### Problem to work on:
Pull each line containing "below" from the data.

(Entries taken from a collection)
☆ ☆ ☆
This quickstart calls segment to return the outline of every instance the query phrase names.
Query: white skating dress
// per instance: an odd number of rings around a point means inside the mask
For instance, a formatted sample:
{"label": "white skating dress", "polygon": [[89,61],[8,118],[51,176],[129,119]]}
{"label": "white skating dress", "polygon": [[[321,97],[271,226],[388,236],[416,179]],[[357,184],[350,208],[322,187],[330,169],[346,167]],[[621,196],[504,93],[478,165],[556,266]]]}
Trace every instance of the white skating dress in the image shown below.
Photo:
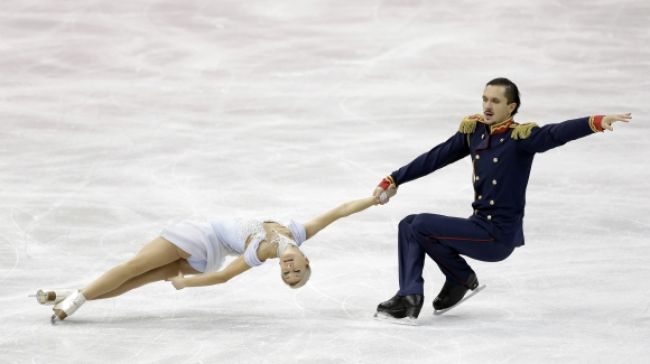
{"label": "white skating dress", "polygon": [[[286,226],[298,246],[307,239],[302,224],[291,220]],[[219,270],[228,255],[244,255],[249,266],[260,265],[257,248],[266,239],[262,221],[241,218],[182,221],[163,229],[161,236],[190,254],[187,261],[199,272]]]}

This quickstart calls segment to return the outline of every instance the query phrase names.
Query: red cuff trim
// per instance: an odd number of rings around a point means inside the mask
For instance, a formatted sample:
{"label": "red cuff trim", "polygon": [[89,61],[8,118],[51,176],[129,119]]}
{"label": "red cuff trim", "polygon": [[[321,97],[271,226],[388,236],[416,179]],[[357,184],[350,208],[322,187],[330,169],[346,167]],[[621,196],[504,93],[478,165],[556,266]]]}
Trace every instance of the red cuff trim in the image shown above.
{"label": "red cuff trim", "polygon": [[387,190],[388,187],[390,187],[390,181],[384,178],[381,180],[381,182],[379,182],[378,187],[381,188],[382,190]]}
{"label": "red cuff trim", "polygon": [[387,176],[387,177],[384,177],[384,179],[382,179],[381,182],[379,182],[379,185],[377,185],[377,186],[379,188],[381,188],[382,190],[387,190],[388,187],[390,187],[390,185],[394,185],[394,184],[395,184],[395,181],[393,180],[393,177],[392,176]]}
{"label": "red cuff trim", "polygon": [[589,117],[589,127],[594,133],[601,132],[603,129],[603,118],[605,115],[593,115]]}

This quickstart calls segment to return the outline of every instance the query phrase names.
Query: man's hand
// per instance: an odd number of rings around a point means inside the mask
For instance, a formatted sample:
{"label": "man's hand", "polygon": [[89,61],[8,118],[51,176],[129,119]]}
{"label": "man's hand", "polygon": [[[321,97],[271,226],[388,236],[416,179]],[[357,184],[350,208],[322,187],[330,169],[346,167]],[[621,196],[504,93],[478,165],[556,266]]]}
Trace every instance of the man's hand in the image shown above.
{"label": "man's hand", "polygon": [[176,277],[171,277],[167,278],[168,281],[172,282],[172,286],[176,289],[183,289],[187,287],[187,282],[185,281],[185,277],[183,277],[183,273],[178,272],[178,275]]}
{"label": "man's hand", "polygon": [[390,176],[382,179],[372,193],[380,205],[388,203],[388,200],[395,196],[395,194],[397,194],[397,186],[395,186],[395,183]]}
{"label": "man's hand", "polygon": [[614,114],[614,115],[605,115],[603,117],[603,122],[601,126],[603,129],[607,129],[609,131],[614,131],[614,128],[612,128],[612,125],[617,122],[617,121],[623,121],[623,122],[629,122],[632,119],[632,113],[625,113],[625,114]]}

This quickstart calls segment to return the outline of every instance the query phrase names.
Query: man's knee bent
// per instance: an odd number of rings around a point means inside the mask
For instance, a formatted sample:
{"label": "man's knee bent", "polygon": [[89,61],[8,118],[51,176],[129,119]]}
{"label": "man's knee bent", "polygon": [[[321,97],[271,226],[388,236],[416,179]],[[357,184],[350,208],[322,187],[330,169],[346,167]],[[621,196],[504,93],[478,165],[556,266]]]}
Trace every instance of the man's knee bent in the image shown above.
{"label": "man's knee bent", "polygon": [[409,228],[413,220],[417,217],[418,215],[412,214],[408,215],[407,217],[403,218],[402,221],[399,222],[399,225],[397,226],[398,229],[406,229]]}

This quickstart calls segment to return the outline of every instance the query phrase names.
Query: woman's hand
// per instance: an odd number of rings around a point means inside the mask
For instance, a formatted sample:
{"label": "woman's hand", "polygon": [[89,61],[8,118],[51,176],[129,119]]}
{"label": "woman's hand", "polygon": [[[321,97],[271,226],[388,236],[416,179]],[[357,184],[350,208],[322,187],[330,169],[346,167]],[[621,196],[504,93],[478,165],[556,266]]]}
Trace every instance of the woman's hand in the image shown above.
{"label": "woman's hand", "polygon": [[187,280],[183,277],[183,273],[178,272],[176,277],[167,278],[168,281],[172,282],[172,286],[176,289],[183,289],[187,287]]}
{"label": "woman's hand", "polygon": [[397,194],[397,186],[393,182],[393,177],[385,177],[379,182],[379,185],[372,192],[376,199],[375,205],[385,205],[391,197]]}

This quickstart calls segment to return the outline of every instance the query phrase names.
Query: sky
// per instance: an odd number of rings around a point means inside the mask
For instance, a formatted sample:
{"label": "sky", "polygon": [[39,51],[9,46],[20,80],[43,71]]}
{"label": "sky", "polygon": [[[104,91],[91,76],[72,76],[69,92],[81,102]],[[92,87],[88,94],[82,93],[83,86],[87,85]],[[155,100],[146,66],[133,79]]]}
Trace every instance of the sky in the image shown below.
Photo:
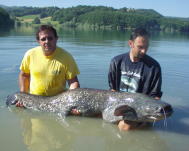
{"label": "sky", "polygon": [[108,6],[113,8],[154,9],[163,16],[189,18],[189,0],[0,0],[6,6],[57,6],[67,8],[77,5]]}

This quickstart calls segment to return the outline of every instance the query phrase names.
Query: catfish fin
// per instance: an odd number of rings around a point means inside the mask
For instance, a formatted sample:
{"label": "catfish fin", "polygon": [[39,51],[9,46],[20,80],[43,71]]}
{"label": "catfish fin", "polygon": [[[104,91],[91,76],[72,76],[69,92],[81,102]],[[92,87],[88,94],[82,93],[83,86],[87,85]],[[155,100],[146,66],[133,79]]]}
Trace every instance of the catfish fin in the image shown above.
{"label": "catfish fin", "polygon": [[128,121],[137,121],[137,113],[136,111],[129,107],[128,105],[122,105],[119,106],[115,109],[114,112],[115,116],[122,116],[123,120],[128,120]]}

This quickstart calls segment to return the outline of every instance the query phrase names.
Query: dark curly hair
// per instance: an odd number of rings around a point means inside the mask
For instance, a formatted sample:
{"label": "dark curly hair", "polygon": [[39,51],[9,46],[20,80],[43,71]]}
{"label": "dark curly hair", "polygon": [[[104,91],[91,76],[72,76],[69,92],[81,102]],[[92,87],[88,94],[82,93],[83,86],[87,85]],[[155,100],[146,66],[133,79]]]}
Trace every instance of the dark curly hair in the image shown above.
{"label": "dark curly hair", "polygon": [[150,35],[145,28],[139,27],[131,33],[130,40],[135,40],[138,36],[149,37]]}
{"label": "dark curly hair", "polygon": [[39,27],[39,29],[37,30],[37,32],[36,32],[36,39],[37,39],[37,40],[39,40],[39,33],[40,33],[41,31],[45,31],[45,30],[51,31],[51,32],[54,34],[55,38],[58,38],[58,35],[57,35],[57,32],[56,32],[56,29],[55,29],[55,28],[53,28],[53,27],[50,26],[50,25],[41,25],[41,26]]}

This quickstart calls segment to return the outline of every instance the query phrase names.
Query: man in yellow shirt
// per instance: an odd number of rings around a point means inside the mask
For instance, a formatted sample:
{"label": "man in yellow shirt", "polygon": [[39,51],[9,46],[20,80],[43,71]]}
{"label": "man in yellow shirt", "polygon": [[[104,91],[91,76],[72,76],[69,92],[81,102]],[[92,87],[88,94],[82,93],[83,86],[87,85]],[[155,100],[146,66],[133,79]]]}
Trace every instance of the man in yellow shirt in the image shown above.
{"label": "man in yellow shirt", "polygon": [[65,90],[66,81],[69,89],[78,88],[79,69],[71,54],[57,47],[56,30],[41,25],[36,39],[40,46],[28,50],[20,65],[20,91],[52,96]]}
{"label": "man in yellow shirt", "polygon": [[[49,25],[42,25],[36,33],[36,39],[40,46],[28,50],[20,65],[19,86],[21,92],[35,95],[52,96],[63,92],[68,82],[69,89],[79,87],[77,75],[79,69],[71,54],[62,48],[57,47],[57,32]],[[17,103],[17,107],[23,104]],[[72,114],[78,114],[72,110]],[[28,148],[35,150],[39,143],[57,143],[52,135],[45,135],[46,125],[39,118],[23,119],[27,125],[28,137],[25,139]],[[48,130],[48,134],[52,132]],[[43,138],[49,136],[47,140]],[[46,146],[42,145],[46,150]]]}

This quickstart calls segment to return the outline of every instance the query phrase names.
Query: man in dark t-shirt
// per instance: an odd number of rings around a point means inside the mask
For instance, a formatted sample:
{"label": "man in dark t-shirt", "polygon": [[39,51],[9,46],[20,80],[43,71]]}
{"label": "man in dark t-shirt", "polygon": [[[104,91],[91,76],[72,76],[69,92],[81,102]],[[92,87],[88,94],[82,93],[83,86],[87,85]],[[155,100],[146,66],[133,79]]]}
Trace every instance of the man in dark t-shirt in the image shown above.
{"label": "man in dark t-shirt", "polygon": [[[112,91],[138,92],[160,99],[161,67],[159,63],[146,54],[149,35],[143,28],[132,32],[128,42],[130,51],[118,55],[111,60],[108,82]],[[136,124],[134,124],[136,125]],[[129,130],[134,126],[126,121],[118,124],[120,130]]]}

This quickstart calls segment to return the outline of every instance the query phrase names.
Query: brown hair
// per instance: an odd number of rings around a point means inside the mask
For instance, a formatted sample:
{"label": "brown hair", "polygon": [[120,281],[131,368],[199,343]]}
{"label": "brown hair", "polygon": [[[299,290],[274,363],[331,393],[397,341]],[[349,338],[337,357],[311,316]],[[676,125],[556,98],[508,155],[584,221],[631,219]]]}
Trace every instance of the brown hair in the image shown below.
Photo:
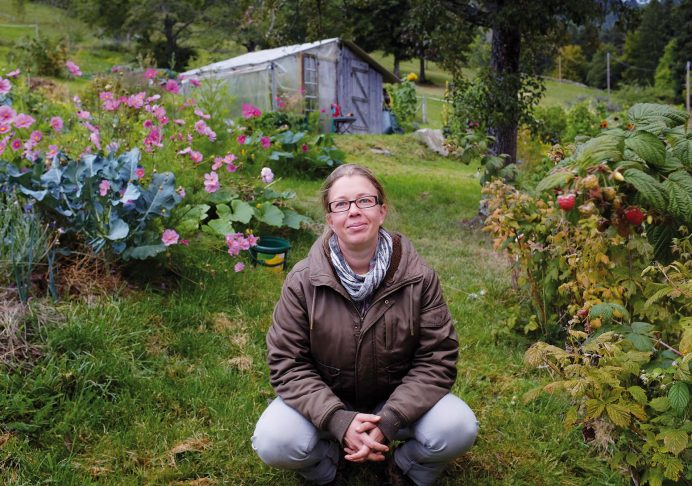
{"label": "brown hair", "polygon": [[372,183],[373,186],[375,186],[379,203],[385,204],[387,202],[387,197],[384,194],[382,184],[380,184],[380,181],[377,180],[377,177],[375,177],[375,174],[373,174],[370,169],[358,164],[344,164],[334,169],[332,173],[329,174],[324,180],[324,184],[322,184],[320,194],[322,195],[322,207],[324,208],[325,213],[329,212],[329,190],[332,188],[337,179],[348,176],[365,177]]}

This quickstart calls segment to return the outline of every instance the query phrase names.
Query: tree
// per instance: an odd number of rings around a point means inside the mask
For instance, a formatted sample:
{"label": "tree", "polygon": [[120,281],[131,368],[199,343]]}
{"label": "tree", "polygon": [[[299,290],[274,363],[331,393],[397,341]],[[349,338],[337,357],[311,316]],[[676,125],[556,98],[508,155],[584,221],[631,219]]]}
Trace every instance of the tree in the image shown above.
{"label": "tree", "polygon": [[615,88],[622,76],[623,65],[617,62],[618,50],[614,44],[605,43],[591,58],[586,83],[594,88],[605,89],[608,86],[608,53],[610,53],[610,87]]}
{"label": "tree", "polygon": [[654,87],[658,96],[672,101],[675,98],[675,79],[673,78],[676,40],[671,39],[663,50],[663,56],[656,66]]}
{"label": "tree", "polygon": [[553,76],[560,75],[562,79],[582,82],[586,78],[587,63],[581,46],[568,44],[560,47],[559,65],[555,67]]}
{"label": "tree", "polygon": [[685,64],[692,61],[692,0],[682,0],[675,10],[676,35],[674,53],[675,92],[677,101],[685,98]]}
{"label": "tree", "polygon": [[[543,93],[541,60],[553,54],[560,30],[603,16],[599,0],[536,2],[532,0],[445,0],[446,6],[474,25],[492,29],[490,66],[480,74],[494,151],[514,162],[517,130],[530,117]],[[620,4],[613,4],[620,5]]]}
{"label": "tree", "polygon": [[653,83],[658,60],[674,34],[672,13],[670,0],[653,0],[644,8],[639,27],[628,33],[625,41],[624,62],[628,65],[623,73],[625,81],[639,85]]}

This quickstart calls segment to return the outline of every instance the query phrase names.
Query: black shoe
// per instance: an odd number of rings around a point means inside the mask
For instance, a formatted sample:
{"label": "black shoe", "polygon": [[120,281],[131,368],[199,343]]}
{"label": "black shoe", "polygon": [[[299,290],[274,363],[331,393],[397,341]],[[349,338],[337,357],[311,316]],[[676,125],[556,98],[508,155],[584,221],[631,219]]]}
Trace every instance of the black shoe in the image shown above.
{"label": "black shoe", "polygon": [[348,479],[352,471],[352,462],[347,461],[343,455],[339,456],[339,462],[336,465],[336,476],[325,486],[348,486]]}
{"label": "black shoe", "polygon": [[415,483],[396,465],[393,454],[387,458],[385,472],[389,486],[415,486]]}

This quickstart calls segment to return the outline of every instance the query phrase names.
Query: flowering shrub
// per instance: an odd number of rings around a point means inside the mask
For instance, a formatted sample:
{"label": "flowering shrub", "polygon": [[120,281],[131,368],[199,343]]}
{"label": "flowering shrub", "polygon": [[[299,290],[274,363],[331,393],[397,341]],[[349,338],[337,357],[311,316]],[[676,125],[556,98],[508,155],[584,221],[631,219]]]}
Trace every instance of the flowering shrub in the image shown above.
{"label": "flowering shrub", "polygon": [[[72,61],[65,68],[82,75]],[[237,256],[254,239],[229,240],[238,233],[231,221],[243,234],[307,221],[290,210],[288,195],[265,188],[273,173],[260,178],[255,165],[270,160],[280,135],[253,131],[260,112],[250,105],[247,118],[229,125],[194,98],[197,80],[154,69],[95,77],[70,103],[21,81],[0,77],[0,186],[17,187],[95,251],[148,258],[189,244],[201,229]],[[252,182],[240,175],[243,167],[257,174]],[[189,197],[195,203],[180,204]]]}
{"label": "flowering shrub", "polygon": [[407,131],[413,129],[413,122],[418,109],[418,99],[416,98],[416,84],[414,81],[405,78],[399,84],[388,84],[385,86],[392,102],[392,112],[397,121]]}
{"label": "flowering shrub", "polygon": [[[534,315],[564,347],[538,342],[525,361],[551,371],[580,426],[636,482],[692,478],[692,145],[687,115],[635,105],[521,192],[496,181],[486,230],[517,264]],[[652,260],[656,263],[651,264]]]}

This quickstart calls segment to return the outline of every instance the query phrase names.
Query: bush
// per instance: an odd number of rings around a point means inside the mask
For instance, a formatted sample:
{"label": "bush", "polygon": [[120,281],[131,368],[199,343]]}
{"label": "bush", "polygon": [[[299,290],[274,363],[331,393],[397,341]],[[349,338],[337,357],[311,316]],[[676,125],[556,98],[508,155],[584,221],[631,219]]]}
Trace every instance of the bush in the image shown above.
{"label": "bush", "polygon": [[8,54],[8,61],[34,75],[60,77],[67,61],[67,40],[64,37],[20,39]]}
{"label": "bush", "polygon": [[543,143],[560,143],[567,132],[567,113],[560,106],[538,107],[534,110],[532,135]]}
{"label": "bush", "polygon": [[416,84],[404,79],[399,84],[387,84],[385,89],[392,100],[392,113],[394,113],[399,125],[405,131],[411,131],[418,109]]}
{"label": "bush", "polygon": [[624,126],[554,150],[534,194],[499,181],[484,190],[486,230],[514,257],[533,307],[526,330],[548,340],[525,362],[553,381],[525,398],[569,394],[566,425],[641,484],[692,478],[687,121],[635,105]]}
☆ ☆ ☆
### Result of the exercise:
Trace every instance of the white skating dress in the image shown below.
Trace every instance of the sky in the image shown below.
Trace every instance of the brown hair in the image shown below.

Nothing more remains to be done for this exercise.